[Assignment]
From the line containing "Would you be able to point to the white car" to the last line of the records below, transcribe everything exactly, pictures excluded.

[Provided material]
....
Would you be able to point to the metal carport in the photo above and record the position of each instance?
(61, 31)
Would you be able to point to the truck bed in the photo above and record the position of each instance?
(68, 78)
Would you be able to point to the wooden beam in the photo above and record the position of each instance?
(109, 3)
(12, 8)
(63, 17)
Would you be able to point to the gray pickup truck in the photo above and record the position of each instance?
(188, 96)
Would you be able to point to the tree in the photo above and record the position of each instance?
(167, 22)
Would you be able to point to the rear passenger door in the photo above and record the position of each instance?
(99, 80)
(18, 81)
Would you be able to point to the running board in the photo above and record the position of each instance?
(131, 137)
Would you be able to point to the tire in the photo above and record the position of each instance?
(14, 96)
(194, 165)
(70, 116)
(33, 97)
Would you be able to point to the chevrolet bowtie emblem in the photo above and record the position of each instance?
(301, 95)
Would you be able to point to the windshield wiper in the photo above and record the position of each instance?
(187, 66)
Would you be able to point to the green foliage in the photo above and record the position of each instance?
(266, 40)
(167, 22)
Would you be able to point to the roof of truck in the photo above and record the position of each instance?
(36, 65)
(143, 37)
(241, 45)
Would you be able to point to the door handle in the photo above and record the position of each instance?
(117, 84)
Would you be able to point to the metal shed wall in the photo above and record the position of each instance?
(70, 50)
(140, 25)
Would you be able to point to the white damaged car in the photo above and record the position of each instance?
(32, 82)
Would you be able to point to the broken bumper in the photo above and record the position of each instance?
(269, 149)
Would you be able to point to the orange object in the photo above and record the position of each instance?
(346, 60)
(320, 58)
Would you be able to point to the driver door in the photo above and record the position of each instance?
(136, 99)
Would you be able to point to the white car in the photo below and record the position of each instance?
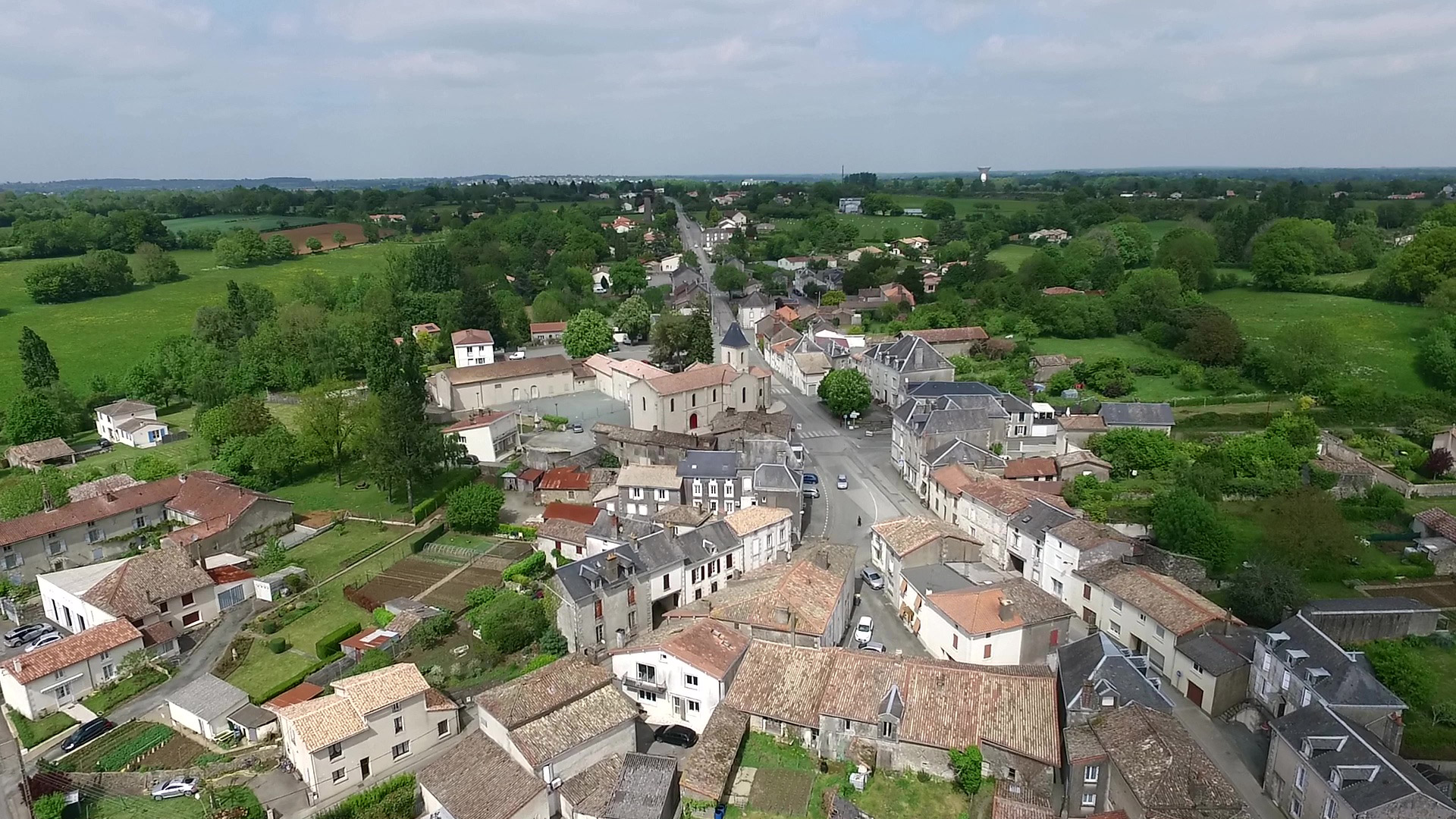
(181, 786)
....
[Response area]
Would you be able to point to the white car in the photo below and record the position of each instance?
(181, 786)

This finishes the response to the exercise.